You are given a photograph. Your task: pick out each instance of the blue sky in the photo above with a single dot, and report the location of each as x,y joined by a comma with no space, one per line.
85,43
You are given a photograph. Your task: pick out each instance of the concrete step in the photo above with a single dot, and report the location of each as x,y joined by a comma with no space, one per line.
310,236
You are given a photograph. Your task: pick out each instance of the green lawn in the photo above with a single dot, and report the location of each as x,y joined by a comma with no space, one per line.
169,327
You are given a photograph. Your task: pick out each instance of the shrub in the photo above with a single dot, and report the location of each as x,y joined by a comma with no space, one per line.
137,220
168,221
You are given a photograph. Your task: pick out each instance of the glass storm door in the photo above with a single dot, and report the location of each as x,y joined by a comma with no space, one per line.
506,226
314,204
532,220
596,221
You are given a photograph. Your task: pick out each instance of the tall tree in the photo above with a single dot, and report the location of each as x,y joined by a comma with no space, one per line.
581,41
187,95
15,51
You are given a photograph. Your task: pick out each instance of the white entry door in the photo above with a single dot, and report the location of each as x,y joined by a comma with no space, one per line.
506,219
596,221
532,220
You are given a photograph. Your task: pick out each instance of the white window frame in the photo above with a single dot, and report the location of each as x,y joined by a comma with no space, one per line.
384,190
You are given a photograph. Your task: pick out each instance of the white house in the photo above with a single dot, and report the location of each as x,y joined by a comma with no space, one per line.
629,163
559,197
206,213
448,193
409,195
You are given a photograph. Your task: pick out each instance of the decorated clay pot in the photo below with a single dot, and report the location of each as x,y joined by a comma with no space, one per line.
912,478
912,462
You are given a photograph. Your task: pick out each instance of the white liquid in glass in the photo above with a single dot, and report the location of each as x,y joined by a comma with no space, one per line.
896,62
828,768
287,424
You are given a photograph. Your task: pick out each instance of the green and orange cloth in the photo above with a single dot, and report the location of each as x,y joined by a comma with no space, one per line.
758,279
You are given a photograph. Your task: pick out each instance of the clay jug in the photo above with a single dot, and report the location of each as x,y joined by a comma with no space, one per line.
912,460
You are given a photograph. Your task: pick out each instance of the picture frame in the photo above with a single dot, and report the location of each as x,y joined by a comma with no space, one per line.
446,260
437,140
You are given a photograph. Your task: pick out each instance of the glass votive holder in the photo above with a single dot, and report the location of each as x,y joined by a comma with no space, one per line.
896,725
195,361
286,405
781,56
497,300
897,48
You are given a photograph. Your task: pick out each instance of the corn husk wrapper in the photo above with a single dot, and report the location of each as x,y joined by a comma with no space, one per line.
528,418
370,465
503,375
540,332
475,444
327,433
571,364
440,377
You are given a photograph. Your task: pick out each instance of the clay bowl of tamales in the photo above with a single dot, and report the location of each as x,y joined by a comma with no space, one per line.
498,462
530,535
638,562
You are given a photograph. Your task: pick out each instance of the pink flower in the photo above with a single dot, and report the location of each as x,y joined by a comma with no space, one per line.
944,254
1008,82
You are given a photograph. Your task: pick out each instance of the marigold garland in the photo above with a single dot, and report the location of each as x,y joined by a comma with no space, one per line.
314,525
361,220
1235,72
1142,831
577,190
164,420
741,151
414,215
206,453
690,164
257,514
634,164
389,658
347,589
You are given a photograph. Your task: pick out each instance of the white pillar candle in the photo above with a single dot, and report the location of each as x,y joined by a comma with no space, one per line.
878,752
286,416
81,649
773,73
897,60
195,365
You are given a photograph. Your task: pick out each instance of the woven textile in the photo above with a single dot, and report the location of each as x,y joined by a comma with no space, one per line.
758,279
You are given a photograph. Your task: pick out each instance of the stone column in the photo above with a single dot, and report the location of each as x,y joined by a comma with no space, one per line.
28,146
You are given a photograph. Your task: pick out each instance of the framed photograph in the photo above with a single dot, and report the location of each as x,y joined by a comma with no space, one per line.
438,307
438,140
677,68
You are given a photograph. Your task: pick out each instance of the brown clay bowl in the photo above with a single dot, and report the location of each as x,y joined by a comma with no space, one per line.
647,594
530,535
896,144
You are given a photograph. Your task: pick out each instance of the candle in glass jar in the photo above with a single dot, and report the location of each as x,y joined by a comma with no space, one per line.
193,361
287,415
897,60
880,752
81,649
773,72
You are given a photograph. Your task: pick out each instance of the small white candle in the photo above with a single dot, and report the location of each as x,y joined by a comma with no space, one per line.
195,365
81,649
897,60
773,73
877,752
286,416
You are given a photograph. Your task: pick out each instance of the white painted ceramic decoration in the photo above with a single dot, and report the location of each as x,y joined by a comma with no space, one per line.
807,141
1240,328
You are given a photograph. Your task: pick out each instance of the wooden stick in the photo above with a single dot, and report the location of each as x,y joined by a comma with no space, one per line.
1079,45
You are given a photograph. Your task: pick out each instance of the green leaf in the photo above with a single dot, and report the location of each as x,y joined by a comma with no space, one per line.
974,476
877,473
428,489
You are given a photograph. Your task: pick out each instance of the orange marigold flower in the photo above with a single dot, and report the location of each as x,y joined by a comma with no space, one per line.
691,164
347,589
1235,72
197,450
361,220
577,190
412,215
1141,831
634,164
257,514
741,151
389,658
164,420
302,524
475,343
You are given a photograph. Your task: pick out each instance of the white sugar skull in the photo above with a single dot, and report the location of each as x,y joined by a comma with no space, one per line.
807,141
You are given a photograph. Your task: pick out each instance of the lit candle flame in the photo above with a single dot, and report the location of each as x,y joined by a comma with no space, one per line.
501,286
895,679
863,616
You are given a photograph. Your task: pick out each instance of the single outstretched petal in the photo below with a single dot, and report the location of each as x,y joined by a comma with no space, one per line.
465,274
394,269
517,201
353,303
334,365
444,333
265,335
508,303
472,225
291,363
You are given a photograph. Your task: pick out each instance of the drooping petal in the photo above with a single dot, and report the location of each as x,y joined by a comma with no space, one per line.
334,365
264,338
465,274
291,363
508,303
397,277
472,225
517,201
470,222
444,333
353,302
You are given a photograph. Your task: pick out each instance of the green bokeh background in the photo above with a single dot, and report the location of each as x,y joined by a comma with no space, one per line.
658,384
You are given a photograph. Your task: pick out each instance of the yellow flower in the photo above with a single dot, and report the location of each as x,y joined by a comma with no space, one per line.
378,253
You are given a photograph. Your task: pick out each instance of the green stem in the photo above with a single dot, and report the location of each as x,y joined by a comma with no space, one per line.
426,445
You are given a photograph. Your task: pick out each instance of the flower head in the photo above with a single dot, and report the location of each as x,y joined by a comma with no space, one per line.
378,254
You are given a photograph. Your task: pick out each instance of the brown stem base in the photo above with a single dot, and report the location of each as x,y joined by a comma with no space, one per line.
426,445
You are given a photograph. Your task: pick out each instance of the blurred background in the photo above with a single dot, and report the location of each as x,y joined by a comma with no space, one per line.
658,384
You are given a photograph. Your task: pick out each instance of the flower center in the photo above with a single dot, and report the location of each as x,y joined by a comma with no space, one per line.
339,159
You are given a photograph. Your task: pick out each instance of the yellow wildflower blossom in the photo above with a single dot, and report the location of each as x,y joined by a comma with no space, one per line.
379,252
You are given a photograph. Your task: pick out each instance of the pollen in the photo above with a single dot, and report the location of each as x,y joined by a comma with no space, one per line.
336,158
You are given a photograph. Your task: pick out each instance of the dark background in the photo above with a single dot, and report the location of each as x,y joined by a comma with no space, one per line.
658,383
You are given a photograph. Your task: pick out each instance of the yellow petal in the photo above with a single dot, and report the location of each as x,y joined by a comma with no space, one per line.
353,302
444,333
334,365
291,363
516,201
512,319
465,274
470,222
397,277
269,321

● SET EXERCISE:
Copy the material word for word, starting with the line that contains "of the blurred" and continuing through the final line.

● SOLUTION BELOW:
You are given a photograph. Your task: pick out each instance of the blurred background in the photo above with a single dot, and report the location of each as x,y joined by a comma with no space, one per line.
658,384
You are given a photograph. Your task: pick out each instance of the flower center in the photo above with a single dot, and report the location of each as x,y joined by a comma with no space, one per line.
339,159
You are given a photograph. Your task: pick out each instance of the yellow wildflower blossom in the photo above with a single dot, and report the location of each as x,y joined by a comma with no space, one per line.
379,252
You are given a photograph. Your task: pick out each instance of the pollen in the photo above with a single dot, and report the location of each as x,y joined by a comma with no space, one per line.
336,158
You are given a photograph. Your task: pick out each instance of the dark background in the photo above with a single dot, and report the location of each as x,y joined by a comma with no space, one per line.
658,383
You are given a photograph. Your task: pick out each instance of the yellow petal in the photo above with a single dot, and report the location of each as x,y joined by a comma with no space, one per line.
353,302
444,333
334,365
291,363
516,201
512,319
465,274
470,222
397,277
269,321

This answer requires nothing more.